(Material for this task)
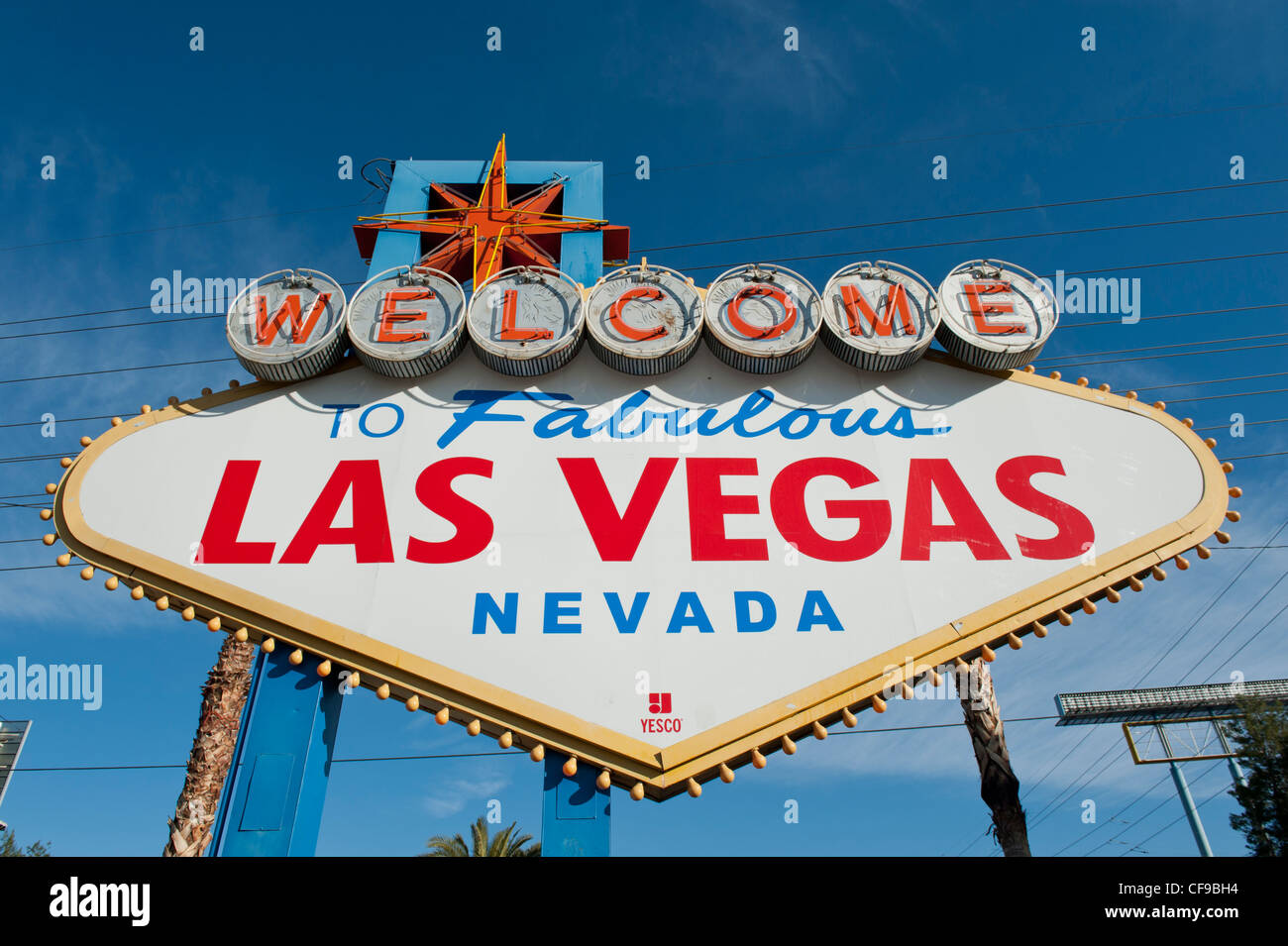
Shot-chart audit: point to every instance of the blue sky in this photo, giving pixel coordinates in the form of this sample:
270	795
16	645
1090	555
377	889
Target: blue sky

(Given problem) Render the data above as a Markdown table with two columns, Row and Text, giving each line its own numbered row and omitting blank lines. Leave the pictures out of the answer.

(Full solution)
| Row | Text |
|---|---|
| 1 | Shot-chart audit: point to every instance of the blue sky in this photo, giving pixel coordinates in the form of this sample: |
| 2 | 270	795 |
| 3 | 16	645 |
| 4 | 1090	555 |
| 5 | 377	889 |
| 6 | Target: blue sky |